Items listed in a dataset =
====================

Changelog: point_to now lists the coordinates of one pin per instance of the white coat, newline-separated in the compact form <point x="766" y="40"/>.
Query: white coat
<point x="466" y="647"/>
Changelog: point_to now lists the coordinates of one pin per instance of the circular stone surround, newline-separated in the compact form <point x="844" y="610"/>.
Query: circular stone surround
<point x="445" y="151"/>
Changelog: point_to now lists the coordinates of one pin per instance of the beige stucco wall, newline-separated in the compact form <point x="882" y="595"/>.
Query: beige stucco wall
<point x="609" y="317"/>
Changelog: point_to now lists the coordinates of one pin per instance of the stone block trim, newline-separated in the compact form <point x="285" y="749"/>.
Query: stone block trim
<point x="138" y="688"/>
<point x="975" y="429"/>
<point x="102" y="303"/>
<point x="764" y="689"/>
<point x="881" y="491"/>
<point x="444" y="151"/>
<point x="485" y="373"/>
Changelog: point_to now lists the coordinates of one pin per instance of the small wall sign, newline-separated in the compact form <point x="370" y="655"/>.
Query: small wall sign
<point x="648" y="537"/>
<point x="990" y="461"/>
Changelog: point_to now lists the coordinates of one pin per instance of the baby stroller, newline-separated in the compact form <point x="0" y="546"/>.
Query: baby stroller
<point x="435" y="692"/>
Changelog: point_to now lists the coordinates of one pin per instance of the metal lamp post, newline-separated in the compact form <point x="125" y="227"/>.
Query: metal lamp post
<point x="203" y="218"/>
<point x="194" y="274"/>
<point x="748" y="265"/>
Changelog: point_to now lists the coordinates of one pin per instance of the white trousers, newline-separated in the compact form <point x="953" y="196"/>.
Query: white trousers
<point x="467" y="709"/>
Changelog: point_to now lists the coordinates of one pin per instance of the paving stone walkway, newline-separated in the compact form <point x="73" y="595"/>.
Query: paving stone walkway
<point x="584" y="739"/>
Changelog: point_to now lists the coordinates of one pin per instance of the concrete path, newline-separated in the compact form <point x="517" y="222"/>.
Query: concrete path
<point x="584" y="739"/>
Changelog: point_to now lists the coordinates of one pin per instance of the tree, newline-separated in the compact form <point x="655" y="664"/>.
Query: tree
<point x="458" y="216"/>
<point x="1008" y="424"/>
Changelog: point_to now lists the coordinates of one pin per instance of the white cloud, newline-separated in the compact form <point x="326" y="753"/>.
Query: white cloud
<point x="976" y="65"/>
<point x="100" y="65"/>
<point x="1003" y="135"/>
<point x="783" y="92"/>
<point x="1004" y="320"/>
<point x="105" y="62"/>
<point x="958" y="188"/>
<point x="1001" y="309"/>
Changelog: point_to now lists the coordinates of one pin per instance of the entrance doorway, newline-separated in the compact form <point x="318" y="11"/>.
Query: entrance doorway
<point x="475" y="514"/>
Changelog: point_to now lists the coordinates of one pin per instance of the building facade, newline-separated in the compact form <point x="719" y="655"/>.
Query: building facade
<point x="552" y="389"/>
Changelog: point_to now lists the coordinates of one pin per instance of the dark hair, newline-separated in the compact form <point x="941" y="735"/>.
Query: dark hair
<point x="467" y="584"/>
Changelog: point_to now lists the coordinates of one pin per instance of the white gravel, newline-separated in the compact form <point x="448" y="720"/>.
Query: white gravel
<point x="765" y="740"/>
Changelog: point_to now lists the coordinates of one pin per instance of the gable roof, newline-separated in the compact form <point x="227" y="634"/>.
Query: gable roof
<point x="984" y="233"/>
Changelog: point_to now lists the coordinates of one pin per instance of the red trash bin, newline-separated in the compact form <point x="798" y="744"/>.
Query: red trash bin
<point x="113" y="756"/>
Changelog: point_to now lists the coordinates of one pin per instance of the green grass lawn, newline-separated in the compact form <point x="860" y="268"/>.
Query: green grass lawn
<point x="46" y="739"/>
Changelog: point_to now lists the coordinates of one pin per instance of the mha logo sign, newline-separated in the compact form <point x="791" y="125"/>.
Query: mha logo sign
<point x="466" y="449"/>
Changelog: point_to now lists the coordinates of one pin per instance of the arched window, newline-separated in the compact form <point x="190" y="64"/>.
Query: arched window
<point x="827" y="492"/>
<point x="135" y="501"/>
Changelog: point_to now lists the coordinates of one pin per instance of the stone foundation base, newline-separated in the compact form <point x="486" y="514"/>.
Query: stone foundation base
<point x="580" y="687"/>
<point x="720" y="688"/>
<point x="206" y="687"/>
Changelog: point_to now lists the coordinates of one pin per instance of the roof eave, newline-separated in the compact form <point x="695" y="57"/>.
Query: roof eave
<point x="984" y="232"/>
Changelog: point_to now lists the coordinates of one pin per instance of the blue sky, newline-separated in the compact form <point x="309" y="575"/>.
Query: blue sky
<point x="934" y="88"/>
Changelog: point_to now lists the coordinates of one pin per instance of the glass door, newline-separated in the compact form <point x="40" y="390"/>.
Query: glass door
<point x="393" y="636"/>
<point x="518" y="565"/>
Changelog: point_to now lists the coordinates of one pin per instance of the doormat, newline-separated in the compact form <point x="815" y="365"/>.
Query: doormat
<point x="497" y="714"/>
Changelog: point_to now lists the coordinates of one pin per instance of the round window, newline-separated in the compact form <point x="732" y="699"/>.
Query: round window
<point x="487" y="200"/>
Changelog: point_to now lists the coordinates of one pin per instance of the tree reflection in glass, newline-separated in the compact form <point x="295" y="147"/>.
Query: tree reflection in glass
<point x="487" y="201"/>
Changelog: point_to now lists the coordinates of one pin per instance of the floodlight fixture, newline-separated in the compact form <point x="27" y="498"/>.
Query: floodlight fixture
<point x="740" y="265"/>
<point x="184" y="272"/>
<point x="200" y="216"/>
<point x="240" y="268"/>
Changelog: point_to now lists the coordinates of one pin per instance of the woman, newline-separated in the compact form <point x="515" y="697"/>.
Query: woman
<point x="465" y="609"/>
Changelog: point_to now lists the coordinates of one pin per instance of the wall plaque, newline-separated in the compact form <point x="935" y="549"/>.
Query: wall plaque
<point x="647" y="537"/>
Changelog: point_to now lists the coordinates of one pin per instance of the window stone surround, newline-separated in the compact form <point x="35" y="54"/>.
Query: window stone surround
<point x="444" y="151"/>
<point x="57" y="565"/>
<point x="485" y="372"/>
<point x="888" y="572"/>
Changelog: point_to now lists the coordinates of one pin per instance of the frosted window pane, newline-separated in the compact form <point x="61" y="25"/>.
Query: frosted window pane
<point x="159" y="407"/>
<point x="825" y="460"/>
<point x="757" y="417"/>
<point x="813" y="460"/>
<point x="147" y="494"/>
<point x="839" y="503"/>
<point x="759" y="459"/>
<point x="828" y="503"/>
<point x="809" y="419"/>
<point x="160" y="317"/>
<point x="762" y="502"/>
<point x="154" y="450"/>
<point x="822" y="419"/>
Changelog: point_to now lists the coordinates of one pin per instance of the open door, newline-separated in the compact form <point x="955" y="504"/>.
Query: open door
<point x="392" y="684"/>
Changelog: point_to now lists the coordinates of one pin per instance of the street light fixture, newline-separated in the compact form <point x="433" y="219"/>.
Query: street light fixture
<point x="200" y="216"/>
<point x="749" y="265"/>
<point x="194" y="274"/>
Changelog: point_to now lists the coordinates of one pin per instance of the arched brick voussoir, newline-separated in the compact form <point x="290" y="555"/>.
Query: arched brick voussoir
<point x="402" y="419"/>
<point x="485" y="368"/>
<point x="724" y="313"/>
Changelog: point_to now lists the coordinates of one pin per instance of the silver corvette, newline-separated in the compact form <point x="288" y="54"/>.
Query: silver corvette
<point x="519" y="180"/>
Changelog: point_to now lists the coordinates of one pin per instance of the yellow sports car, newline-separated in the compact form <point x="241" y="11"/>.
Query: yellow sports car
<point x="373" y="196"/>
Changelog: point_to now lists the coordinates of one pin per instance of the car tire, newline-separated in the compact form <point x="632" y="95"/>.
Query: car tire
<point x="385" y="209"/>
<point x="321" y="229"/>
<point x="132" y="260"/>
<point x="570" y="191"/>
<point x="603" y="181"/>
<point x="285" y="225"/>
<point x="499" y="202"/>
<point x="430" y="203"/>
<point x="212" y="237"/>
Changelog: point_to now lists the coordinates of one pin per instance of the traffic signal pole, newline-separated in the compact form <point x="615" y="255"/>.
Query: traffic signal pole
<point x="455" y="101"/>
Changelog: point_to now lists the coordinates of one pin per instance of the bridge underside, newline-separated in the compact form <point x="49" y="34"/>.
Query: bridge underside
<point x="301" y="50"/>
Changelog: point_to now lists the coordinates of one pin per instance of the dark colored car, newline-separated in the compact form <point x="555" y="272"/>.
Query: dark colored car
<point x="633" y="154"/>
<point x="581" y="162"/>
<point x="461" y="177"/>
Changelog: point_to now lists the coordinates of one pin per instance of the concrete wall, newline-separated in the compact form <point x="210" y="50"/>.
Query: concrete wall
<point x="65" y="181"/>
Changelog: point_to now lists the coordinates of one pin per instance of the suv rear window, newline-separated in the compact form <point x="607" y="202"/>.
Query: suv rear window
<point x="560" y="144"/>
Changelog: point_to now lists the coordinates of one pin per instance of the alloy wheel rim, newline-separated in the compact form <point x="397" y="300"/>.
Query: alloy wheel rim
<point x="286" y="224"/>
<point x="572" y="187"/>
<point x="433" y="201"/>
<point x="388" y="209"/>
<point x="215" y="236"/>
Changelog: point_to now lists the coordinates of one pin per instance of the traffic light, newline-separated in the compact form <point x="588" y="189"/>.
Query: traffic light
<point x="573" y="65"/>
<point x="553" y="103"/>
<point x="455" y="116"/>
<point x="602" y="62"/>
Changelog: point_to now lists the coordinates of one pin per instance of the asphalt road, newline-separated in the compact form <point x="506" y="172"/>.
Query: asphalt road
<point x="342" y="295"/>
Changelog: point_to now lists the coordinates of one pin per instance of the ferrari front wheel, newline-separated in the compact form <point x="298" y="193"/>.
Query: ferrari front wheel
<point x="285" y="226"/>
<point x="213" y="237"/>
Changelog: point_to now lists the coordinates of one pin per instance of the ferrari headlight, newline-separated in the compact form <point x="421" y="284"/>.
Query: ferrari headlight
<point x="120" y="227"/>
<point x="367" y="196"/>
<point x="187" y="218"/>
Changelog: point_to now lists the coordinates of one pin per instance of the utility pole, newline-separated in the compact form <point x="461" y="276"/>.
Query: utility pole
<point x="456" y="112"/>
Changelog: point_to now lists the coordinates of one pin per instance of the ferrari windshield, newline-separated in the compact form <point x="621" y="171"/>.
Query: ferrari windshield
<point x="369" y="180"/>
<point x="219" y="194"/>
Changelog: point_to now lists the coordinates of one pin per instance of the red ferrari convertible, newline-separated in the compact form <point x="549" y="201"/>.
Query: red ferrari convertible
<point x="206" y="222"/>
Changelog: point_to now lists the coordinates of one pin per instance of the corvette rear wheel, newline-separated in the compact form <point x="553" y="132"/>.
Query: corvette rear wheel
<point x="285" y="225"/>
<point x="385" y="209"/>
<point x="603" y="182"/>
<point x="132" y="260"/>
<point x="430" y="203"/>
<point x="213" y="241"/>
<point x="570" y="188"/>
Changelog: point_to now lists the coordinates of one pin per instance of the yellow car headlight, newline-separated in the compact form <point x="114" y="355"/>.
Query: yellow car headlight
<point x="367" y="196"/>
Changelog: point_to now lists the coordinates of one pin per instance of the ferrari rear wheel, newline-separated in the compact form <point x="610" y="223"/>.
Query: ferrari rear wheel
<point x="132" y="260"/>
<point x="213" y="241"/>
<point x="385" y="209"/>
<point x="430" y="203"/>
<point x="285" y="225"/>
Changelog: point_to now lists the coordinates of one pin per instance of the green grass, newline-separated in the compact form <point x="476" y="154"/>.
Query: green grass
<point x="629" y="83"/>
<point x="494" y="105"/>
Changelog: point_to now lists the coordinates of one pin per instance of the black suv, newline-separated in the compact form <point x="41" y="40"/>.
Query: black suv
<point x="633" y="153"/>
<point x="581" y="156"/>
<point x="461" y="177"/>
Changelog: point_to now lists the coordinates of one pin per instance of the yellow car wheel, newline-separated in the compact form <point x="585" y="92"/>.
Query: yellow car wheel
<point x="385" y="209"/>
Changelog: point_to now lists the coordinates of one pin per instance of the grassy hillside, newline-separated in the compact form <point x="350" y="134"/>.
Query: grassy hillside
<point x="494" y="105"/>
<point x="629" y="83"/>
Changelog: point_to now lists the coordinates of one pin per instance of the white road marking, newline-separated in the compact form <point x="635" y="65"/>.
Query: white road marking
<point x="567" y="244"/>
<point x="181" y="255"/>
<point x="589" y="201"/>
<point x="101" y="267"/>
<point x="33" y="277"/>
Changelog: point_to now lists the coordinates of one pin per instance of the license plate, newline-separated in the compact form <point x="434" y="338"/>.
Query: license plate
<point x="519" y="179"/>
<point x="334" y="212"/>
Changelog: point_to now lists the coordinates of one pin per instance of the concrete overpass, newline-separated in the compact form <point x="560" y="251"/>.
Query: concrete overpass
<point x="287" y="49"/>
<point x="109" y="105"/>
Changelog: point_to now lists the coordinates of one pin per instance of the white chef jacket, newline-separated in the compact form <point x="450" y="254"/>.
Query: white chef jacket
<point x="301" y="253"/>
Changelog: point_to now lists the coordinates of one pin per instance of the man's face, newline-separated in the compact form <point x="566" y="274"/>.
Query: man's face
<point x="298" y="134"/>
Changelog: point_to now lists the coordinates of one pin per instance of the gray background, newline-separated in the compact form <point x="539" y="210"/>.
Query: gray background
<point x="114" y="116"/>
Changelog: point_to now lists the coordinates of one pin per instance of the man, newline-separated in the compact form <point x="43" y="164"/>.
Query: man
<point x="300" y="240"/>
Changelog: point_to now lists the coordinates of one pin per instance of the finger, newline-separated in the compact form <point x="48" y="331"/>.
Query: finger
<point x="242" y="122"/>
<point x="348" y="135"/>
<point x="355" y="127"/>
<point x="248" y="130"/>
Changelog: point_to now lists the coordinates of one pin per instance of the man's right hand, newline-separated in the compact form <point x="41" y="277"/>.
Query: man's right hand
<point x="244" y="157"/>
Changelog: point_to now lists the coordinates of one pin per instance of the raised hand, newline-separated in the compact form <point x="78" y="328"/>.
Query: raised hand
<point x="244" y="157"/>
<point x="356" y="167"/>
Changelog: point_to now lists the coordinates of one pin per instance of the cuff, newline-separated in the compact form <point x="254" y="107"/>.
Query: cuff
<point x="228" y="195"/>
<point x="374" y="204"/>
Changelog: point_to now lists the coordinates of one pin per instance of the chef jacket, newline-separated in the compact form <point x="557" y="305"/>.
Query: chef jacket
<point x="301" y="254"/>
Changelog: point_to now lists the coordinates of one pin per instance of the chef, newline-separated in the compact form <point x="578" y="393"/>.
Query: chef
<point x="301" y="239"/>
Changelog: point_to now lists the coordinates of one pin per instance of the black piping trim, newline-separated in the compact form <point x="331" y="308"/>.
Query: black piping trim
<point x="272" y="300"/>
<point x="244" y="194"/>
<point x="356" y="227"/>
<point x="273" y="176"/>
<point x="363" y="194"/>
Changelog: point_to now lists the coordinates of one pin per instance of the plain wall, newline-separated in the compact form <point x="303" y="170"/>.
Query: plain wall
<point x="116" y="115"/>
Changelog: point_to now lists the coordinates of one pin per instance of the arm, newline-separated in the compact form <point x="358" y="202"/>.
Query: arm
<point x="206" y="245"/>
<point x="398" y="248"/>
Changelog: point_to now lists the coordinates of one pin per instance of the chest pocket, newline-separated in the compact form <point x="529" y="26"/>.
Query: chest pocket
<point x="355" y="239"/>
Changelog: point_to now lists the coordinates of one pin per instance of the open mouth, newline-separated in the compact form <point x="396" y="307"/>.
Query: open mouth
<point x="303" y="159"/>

====================

What the task requires =
Take the lines above from the one holding "the chef jacket, newline-separated" to the last and output them exactly.

Response to this exercise =
Changelog: point_to now lists the coordinates of one pin per instance of the chef jacket, newline-separated in the compact form <point x="557" y="305"/>.
Query: chef jacket
<point x="301" y="254"/>
Changelog: point_to now lists the coordinates of one pin per instance of the chef, newline-separated in the compact form <point x="578" y="393"/>.
Query: chef
<point x="301" y="239"/>
Changelog: point_to now lists the coordinates of one pin per instance of the black piping trim, newline-separated in the compact form <point x="331" y="308"/>.
Query: black piping trim
<point x="272" y="300"/>
<point x="244" y="194"/>
<point x="356" y="227"/>
<point x="273" y="176"/>
<point x="363" y="194"/>
Changelog: point_to now lists the coordinates of one pin per instance of the plain wall, newline-separated in the compact form <point x="303" y="170"/>.
Query: plain wall
<point x="116" y="115"/>
Changelog: point_to now lists the coordinates of one pin per instance of the arm, newline-separated in the compact form <point x="358" y="202"/>.
Query: arm
<point x="206" y="245"/>
<point x="398" y="248"/>
Changelog: point_to now lists the coordinates of one pin per instance of the chest pocket, newline-separated in the compact form <point x="529" y="26"/>.
Query: chest pocket
<point x="355" y="239"/>
Changelog: point_to now lists the coordinates of one pin per instance of the open mouth, newline-separated in the compact form <point x="396" y="307"/>.
Query: open mouth
<point x="303" y="159"/>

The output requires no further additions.